[Point-per-instance localization data]
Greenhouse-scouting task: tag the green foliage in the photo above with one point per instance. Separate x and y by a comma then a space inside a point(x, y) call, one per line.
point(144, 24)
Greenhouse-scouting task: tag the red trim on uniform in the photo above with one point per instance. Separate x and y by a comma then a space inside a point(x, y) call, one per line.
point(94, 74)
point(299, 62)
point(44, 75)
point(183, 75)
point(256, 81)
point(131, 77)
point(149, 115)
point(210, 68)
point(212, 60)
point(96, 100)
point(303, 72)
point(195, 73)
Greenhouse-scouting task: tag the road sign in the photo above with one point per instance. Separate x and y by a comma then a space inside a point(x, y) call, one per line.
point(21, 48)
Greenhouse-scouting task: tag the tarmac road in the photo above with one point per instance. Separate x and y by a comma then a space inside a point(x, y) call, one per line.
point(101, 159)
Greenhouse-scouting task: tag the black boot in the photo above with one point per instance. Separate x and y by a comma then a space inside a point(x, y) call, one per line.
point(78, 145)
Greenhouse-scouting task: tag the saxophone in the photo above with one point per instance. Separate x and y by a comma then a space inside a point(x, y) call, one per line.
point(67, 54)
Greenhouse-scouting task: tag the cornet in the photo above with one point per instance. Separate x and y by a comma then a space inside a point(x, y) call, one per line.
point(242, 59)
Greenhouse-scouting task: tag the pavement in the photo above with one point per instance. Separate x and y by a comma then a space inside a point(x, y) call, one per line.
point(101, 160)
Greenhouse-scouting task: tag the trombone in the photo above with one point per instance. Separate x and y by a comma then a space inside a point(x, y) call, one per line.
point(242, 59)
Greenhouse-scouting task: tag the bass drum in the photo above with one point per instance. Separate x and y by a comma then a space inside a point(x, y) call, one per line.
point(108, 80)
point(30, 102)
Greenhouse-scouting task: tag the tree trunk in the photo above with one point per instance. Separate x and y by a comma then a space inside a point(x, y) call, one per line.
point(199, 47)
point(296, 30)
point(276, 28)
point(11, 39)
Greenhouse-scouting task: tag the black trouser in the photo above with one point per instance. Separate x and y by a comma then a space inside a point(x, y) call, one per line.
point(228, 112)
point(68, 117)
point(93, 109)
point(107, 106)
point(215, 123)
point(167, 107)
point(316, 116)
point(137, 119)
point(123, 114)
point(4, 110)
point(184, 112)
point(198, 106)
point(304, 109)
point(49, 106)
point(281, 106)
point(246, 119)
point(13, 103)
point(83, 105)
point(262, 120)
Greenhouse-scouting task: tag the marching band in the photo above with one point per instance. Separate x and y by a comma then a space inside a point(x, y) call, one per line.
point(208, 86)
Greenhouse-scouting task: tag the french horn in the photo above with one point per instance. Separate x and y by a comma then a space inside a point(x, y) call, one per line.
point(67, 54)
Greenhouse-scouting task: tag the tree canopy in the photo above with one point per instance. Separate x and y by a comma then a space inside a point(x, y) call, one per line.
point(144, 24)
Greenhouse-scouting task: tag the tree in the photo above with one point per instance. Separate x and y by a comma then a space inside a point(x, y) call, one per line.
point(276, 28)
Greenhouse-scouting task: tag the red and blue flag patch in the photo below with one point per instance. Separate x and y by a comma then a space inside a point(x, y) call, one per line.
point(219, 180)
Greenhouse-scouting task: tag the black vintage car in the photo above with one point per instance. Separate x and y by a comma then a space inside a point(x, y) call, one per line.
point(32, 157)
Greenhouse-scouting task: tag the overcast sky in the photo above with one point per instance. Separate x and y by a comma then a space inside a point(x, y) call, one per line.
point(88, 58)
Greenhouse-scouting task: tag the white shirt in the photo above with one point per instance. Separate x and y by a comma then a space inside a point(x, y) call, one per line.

REQUIRED ACTION – Transcribe the records. Keep every word exactly as it stands.

RESULT BELOW –
Greenhouse-scouting task: tag the green foliage in the photo above with one point per instance. Separate x and y by a comma then a space inside a point(x, y) call, one per line.
point(144, 24)
Greenhouse-scouting task: tag the red trim on uniform in the photo above with one point per instance. Separate x and y by a comma then a space inside a point(x, y) call, one per line.
point(94, 74)
point(299, 62)
point(44, 75)
point(183, 75)
point(256, 81)
point(131, 77)
point(149, 115)
point(210, 68)
point(212, 60)
point(96, 100)
point(303, 72)
point(195, 73)
Greenhouse-scouting task: tag the road sign in the photo above with one point per instance. Separate x and y by a comma then a space inside a point(x, y) call, one per line.
point(21, 48)
Greenhouse-scouting task: tag the tarmac road in the photo above with one point per instance. Separate x and y by a comma then a space inside a point(x, y) call, one per line.
point(101, 159)
Greenhouse-scouting task: tag the black boot in the photo above with one point per instance. Separate x and y by a comma then a space inside a point(x, y) call, one per line.
point(78, 145)
Greenhouse-scouting task: tag the saxophone in the photo above with one point per instance. Separate x and y by a comma then a space inside a point(x, y) call, one per line.
point(67, 54)
Greenhouse-scouting task: tag the cornet in the photo above with one point per instance. Separate x and y by a comma then a space inside a point(x, y) call, one per line.
point(242, 59)
Greenhouse-scouting task: tag the pavement in the photo above with one point per instance. Separate x and y by a comma then a space inside a point(x, y) call, one per line.
point(101, 160)
Greenhouse-scouting task: tag the trombone in the photo above with one point per instance. Separate x and y by a comma then a space inside a point(x, y) call, one per line.
point(242, 59)
Greenhouse-scouting task: tag the bass drum in the photo above with one point per instance. Separate x and y by a comma then a space inside a point(x, y) call, one per line.
point(108, 80)
point(30, 102)
Greenhouse-scouting task: tag the tree trunk in the photo above with one point per instance. Separate x and y by a comma then a space inside a point(x, y) call, one per line.
point(199, 47)
point(296, 30)
point(276, 28)
point(11, 39)
Greenhouse-scouting task: tag the black trouser in the photo above with one point per instance. Separate x and y by a comma then a space inside a point(x, y) call, one per line.
point(228, 112)
point(68, 117)
point(93, 109)
point(107, 106)
point(215, 123)
point(167, 107)
point(316, 116)
point(137, 119)
point(123, 114)
point(4, 110)
point(184, 112)
point(198, 106)
point(304, 109)
point(49, 106)
point(281, 106)
point(246, 119)
point(13, 103)
point(83, 105)
point(262, 120)
Greenhouse-scouting task: tag the marching band in the photo above with one point per instance. Separate x and y by a comma then a space inside a point(x, y) call, one per line.
point(208, 86)
Greenhouse-scouting task: tag the french horn in the photo above with one point per instance. Separate x and y by a comma then a space inside a point(x, y) call, one per line.
point(67, 54)
Greenhouse-scouting task: tag the tree canopy in the photo above with one point per instance. Separate x and y by a comma then a space inside a point(x, y) call, one per line.
point(144, 24)
Greenhouse-scouting task: tag the tree in the photo above with one point per instance. Separate x and y by a comma then a space inside a point(x, y) call, one per line.
point(276, 28)
Greenhouse-scouting task: tag the red and blue flag patch in the photo below with one point per instance. Separate x and y by a comma then a space inside a point(x, y) call, one per line.
point(219, 180)
Greenhouse-scouting task: tag the black vintage car in the photo above with one point per instance. Separate x and y by a comma then a space inside a point(x, y) call, one per line.
point(32, 157)
Greenhouse-scouting task: tag the overcast sky in the photo above with one point per instance. Separate x and y by a comma then a space inside a point(x, y) call, one per line.
point(88, 58)
Greenhouse-scouting task: tag the white shirt in the photo above with one point per instance. Separate x and y by a comma then a space inside a point(x, y) call, one per line.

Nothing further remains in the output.